- **What the exercise asks**
Filter the data below, keeping each line that contains the word "every".

Mask labeling examples
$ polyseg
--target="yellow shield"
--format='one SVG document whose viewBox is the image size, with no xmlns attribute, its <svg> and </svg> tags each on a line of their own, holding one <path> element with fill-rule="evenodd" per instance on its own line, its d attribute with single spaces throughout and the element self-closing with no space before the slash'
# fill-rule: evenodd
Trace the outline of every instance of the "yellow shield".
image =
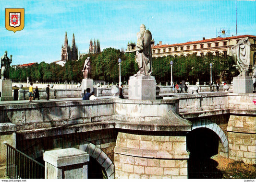
<svg viewBox="0 0 256 182">
<path fill-rule="evenodd" d="M 24 8 L 5 9 L 5 28 L 14 33 L 24 28 Z"/>
</svg>

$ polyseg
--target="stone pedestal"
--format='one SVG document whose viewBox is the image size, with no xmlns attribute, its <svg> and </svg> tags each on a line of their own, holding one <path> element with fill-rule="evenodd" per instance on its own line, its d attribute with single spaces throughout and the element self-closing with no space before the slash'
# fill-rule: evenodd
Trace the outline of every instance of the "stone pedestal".
<svg viewBox="0 0 256 182">
<path fill-rule="evenodd" d="M 55 89 L 50 89 L 50 99 L 56 99 Z"/>
<path fill-rule="evenodd" d="M 130 77 L 129 99 L 155 100 L 155 77 L 152 76 Z"/>
<path fill-rule="evenodd" d="M 84 91 L 86 91 L 87 88 L 91 89 L 91 93 L 93 91 L 93 80 L 91 79 L 84 79 L 82 81 L 82 96 L 84 96 Z"/>
<path fill-rule="evenodd" d="M 87 179 L 89 157 L 75 148 L 45 152 L 45 179 Z"/>
<path fill-rule="evenodd" d="M 250 77 L 236 77 L 233 78 L 233 93 L 253 93 L 253 79 Z"/>
<path fill-rule="evenodd" d="M 21 89 L 20 89 L 18 91 L 18 101 L 23 101 L 24 100 L 24 90 Z"/>
<path fill-rule="evenodd" d="M 1 79 L 0 80 L 0 92 L 1 97 L 0 101 L 13 101 L 13 97 L 12 95 L 12 80 Z"/>
</svg>

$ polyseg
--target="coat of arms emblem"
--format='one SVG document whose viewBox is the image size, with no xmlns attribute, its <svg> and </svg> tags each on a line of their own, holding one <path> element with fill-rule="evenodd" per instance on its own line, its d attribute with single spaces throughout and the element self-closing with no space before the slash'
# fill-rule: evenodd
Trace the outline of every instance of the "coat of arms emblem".
<svg viewBox="0 0 256 182">
<path fill-rule="evenodd" d="M 5 27 L 14 33 L 24 28 L 24 9 L 5 9 Z"/>
</svg>

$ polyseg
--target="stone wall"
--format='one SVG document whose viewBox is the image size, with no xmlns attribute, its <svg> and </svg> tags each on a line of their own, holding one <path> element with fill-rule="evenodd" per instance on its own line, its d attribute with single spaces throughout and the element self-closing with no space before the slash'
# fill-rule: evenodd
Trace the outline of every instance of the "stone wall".
<svg viewBox="0 0 256 182">
<path fill-rule="evenodd" d="M 245 163 L 256 160 L 256 117 L 232 115 L 227 127 L 229 157 Z"/>
<path fill-rule="evenodd" d="M 180 99 L 180 114 L 185 118 L 190 118 L 228 113 L 227 95 L 225 92 L 212 92 L 174 97 Z"/>
<path fill-rule="evenodd" d="M 148 122 L 160 118 L 171 109 L 179 113 L 178 100 L 115 100 L 115 119 L 119 121 Z"/>
<path fill-rule="evenodd" d="M 187 178 L 185 136 L 142 134 L 118 133 L 116 179 Z"/>
<path fill-rule="evenodd" d="M 0 106 L 0 123 L 19 131 L 113 120 L 112 100 L 29 103 Z"/>
</svg>

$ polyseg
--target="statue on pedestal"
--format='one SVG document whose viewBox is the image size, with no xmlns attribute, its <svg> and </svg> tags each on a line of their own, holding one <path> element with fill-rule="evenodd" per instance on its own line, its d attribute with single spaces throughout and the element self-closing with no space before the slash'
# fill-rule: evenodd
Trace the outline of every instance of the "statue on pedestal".
<svg viewBox="0 0 256 182">
<path fill-rule="evenodd" d="M 251 58 L 251 43 L 248 38 L 243 38 L 231 47 L 231 53 L 235 59 L 236 68 L 239 71 L 238 77 L 246 76 Z"/>
<path fill-rule="evenodd" d="M 136 62 L 138 64 L 139 71 L 134 74 L 137 76 L 151 75 L 152 68 L 151 33 L 146 29 L 145 25 L 141 24 L 140 30 L 137 33 L 136 45 Z"/>
<path fill-rule="evenodd" d="M 90 78 L 91 74 L 91 60 L 90 60 L 90 57 L 88 57 L 85 61 L 85 65 L 82 72 L 85 79 Z"/>
<path fill-rule="evenodd" d="M 4 54 L 1 57 L 1 79 L 9 78 L 9 69 L 10 65 L 12 62 L 12 57 L 10 56 L 11 59 L 9 59 L 7 56 L 7 51 L 5 51 Z"/>
</svg>

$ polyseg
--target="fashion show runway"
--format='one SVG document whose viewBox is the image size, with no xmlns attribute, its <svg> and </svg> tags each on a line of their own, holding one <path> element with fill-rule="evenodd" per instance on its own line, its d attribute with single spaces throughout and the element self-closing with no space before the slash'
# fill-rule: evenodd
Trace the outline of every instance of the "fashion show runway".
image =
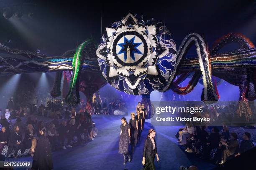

- **Solved exercise**
Trace the outline of every instance of the "yellow shield".
Trace the outline of every instance of the "stone pedestal".
Trace the outline of every instance of the "coat of arms emblem".
Trace the outline of every instance of the "stone wall".
Trace the outline of every instance of the "statue on pedestal".
Trace the outline of every instance of the "fashion show runway".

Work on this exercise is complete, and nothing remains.